Natural-language object grounding data:
--

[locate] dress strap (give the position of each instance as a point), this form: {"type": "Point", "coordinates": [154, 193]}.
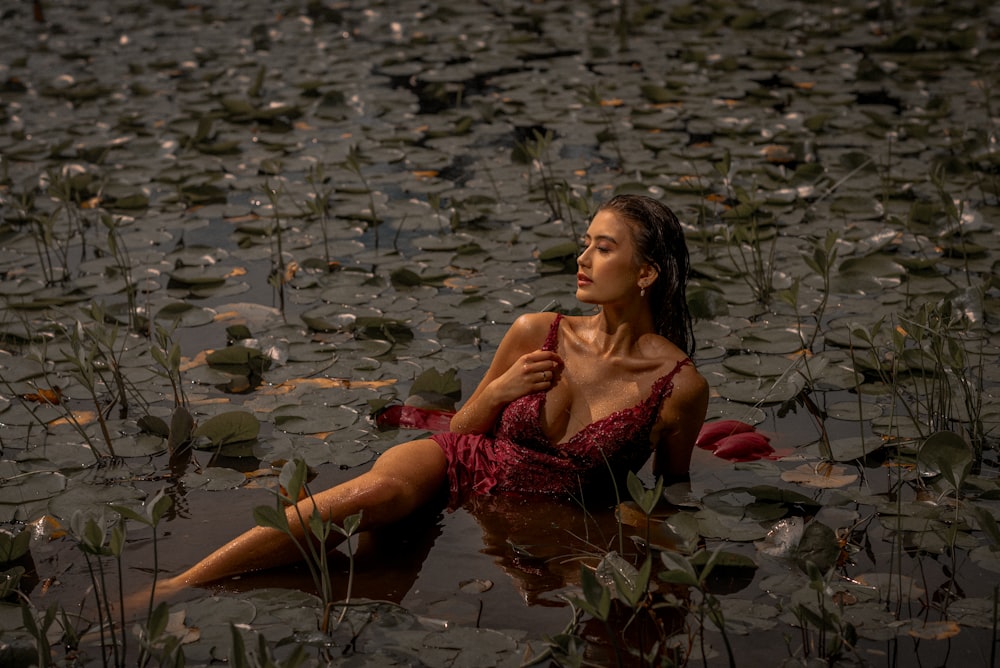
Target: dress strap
{"type": "Point", "coordinates": [664, 385]}
{"type": "Point", "coordinates": [552, 340]}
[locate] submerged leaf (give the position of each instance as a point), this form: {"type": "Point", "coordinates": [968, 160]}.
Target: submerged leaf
{"type": "Point", "coordinates": [229, 427]}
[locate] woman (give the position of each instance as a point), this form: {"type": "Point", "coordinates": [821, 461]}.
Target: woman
{"type": "Point", "coordinates": [564, 400]}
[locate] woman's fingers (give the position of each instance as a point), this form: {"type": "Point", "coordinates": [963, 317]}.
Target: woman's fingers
{"type": "Point", "coordinates": [540, 367]}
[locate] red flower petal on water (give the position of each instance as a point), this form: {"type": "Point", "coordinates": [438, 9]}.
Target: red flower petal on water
{"type": "Point", "coordinates": [712, 432]}
{"type": "Point", "coordinates": [744, 447]}
{"type": "Point", "coordinates": [410, 417]}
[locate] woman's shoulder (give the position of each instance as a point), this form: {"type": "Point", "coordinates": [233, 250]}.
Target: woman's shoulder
{"type": "Point", "coordinates": [529, 326]}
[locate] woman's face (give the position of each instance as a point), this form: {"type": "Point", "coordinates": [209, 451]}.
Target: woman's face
{"type": "Point", "coordinates": [607, 267]}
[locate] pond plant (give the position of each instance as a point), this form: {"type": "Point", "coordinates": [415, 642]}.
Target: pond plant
{"type": "Point", "coordinates": [201, 309]}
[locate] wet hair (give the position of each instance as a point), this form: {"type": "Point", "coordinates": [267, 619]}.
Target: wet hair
{"type": "Point", "coordinates": [660, 243]}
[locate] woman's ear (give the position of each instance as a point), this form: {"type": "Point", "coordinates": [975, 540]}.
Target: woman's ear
{"type": "Point", "coordinates": [648, 275]}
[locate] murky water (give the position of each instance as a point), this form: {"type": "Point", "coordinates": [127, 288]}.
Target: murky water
{"type": "Point", "coordinates": [458, 150]}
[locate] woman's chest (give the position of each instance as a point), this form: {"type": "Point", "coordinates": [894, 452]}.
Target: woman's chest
{"type": "Point", "coordinates": [586, 396]}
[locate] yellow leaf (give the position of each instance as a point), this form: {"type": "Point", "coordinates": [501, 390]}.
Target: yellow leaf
{"type": "Point", "coordinates": [935, 630]}
{"type": "Point", "coordinates": [821, 476]}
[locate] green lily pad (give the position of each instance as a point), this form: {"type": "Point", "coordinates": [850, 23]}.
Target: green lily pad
{"type": "Point", "coordinates": [228, 428]}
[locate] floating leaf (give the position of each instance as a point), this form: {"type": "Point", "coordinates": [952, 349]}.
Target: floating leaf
{"type": "Point", "coordinates": [946, 454]}
{"type": "Point", "coordinates": [229, 427]}
{"type": "Point", "coordinates": [822, 476]}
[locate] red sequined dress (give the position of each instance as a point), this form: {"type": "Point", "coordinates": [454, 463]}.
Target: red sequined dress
{"type": "Point", "coordinates": [519, 458]}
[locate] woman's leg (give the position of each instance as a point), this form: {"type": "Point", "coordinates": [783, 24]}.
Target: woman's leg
{"type": "Point", "coordinates": [404, 478]}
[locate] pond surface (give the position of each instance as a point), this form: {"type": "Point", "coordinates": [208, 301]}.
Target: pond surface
{"type": "Point", "coordinates": [331, 207]}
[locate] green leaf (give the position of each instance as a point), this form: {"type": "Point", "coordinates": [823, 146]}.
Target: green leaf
{"type": "Point", "coordinates": [818, 547]}
{"type": "Point", "coordinates": [270, 517]}
{"type": "Point", "coordinates": [229, 427]}
{"type": "Point", "coordinates": [597, 598]}
{"type": "Point", "coordinates": [14, 546]}
{"type": "Point", "coordinates": [293, 477]}
{"type": "Point", "coordinates": [947, 454]}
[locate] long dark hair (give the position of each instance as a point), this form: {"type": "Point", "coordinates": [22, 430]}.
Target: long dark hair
{"type": "Point", "coordinates": [660, 243]}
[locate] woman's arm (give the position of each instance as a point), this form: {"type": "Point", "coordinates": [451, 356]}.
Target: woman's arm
{"type": "Point", "coordinates": [518, 368]}
{"type": "Point", "coordinates": [683, 415]}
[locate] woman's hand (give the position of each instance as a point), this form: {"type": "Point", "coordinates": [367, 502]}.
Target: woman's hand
{"type": "Point", "coordinates": [536, 371]}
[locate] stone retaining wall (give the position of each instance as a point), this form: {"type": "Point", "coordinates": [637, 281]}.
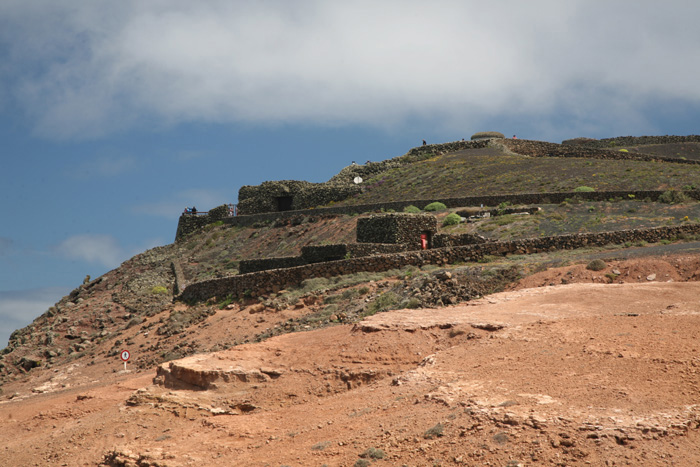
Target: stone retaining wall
{"type": "Point", "coordinates": [319, 254]}
{"type": "Point", "coordinates": [544, 149]}
{"type": "Point", "coordinates": [449, 240]}
{"type": "Point", "coordinates": [622, 141]}
{"type": "Point", "coordinates": [259, 283]}
{"type": "Point", "coordinates": [189, 224]}
{"type": "Point", "coordinates": [180, 281]}
{"type": "Point", "coordinates": [401, 228]}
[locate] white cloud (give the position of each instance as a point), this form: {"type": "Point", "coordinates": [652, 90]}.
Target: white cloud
{"type": "Point", "coordinates": [19, 308]}
{"type": "Point", "coordinates": [98, 67]}
{"type": "Point", "coordinates": [93, 248]}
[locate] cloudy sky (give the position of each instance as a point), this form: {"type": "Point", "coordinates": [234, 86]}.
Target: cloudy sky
{"type": "Point", "coordinates": [114, 116]}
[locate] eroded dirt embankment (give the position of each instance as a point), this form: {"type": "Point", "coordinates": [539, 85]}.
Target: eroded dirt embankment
{"type": "Point", "coordinates": [573, 374]}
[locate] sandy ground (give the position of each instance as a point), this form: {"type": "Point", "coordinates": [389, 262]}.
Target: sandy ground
{"type": "Point", "coordinates": [566, 369]}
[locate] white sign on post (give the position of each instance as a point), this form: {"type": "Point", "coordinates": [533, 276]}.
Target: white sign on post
{"type": "Point", "coordinates": [125, 357]}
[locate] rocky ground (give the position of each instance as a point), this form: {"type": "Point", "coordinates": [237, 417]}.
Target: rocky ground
{"type": "Point", "coordinates": [569, 367]}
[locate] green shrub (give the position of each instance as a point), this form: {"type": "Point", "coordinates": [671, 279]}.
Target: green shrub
{"type": "Point", "coordinates": [434, 432]}
{"type": "Point", "coordinates": [452, 219]}
{"type": "Point", "coordinates": [411, 303]}
{"type": "Point", "coordinates": [384, 302]}
{"type": "Point", "coordinates": [226, 302]}
{"type": "Point", "coordinates": [372, 453]}
{"type": "Point", "coordinates": [436, 206]}
{"type": "Point", "coordinates": [673, 197]}
{"type": "Point", "coordinates": [596, 265]}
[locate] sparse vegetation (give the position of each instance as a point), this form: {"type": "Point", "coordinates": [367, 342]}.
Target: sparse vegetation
{"type": "Point", "coordinates": [384, 302]}
{"type": "Point", "coordinates": [372, 453]}
{"type": "Point", "coordinates": [596, 265]}
{"type": "Point", "coordinates": [434, 432]}
{"type": "Point", "coordinates": [435, 206]}
{"type": "Point", "coordinates": [452, 219]}
{"type": "Point", "coordinates": [673, 197]}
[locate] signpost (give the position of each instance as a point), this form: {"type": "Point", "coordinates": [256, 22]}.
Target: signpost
{"type": "Point", "coordinates": [125, 357]}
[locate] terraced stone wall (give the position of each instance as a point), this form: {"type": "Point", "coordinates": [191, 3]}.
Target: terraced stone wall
{"type": "Point", "coordinates": [622, 141]}
{"type": "Point", "coordinates": [396, 228]}
{"type": "Point", "coordinates": [544, 149]}
{"type": "Point", "coordinates": [260, 283]}
{"type": "Point", "coordinates": [318, 254]}
{"type": "Point", "coordinates": [189, 224]}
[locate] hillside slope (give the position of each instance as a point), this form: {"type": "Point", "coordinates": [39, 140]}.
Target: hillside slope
{"type": "Point", "coordinates": [570, 366]}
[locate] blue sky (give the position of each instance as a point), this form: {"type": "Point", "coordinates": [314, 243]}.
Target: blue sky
{"type": "Point", "coordinates": [114, 116]}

--

Above are the entries. Copy exactly the part that opens with the line containing "Target: green leaf" and closes with the line containing "[locate] stone retaining", and no more.

Target: green leaf
{"type": "Point", "coordinates": [818, 547]}
{"type": "Point", "coordinates": [270, 517]}
{"type": "Point", "coordinates": [229, 427]}
{"type": "Point", "coordinates": [597, 598]}
{"type": "Point", "coordinates": [14, 546]}
{"type": "Point", "coordinates": [293, 477]}
{"type": "Point", "coordinates": [947, 454]}
[locate] long dark hair (give the position of each instance as a point), this form: {"type": "Point", "coordinates": [22, 430]}.
Target: long dark hair
{"type": "Point", "coordinates": [660, 243]}
[locate] woman's arm (give the position of each instance as a point), this form: {"type": "Point", "coordinates": [451, 356]}.
Target: woman's arm
{"type": "Point", "coordinates": [518, 368]}
{"type": "Point", "coordinates": [683, 415]}
[locate] woman's hand (give the position of each instance as a point), this form: {"type": "Point", "coordinates": [367, 502]}.
Target: woman's hand
{"type": "Point", "coordinates": [536, 371]}
[locate] stone retaining wall (give the position of each instance as a point), this form: {"type": "Point", "coordinates": [637, 281]}.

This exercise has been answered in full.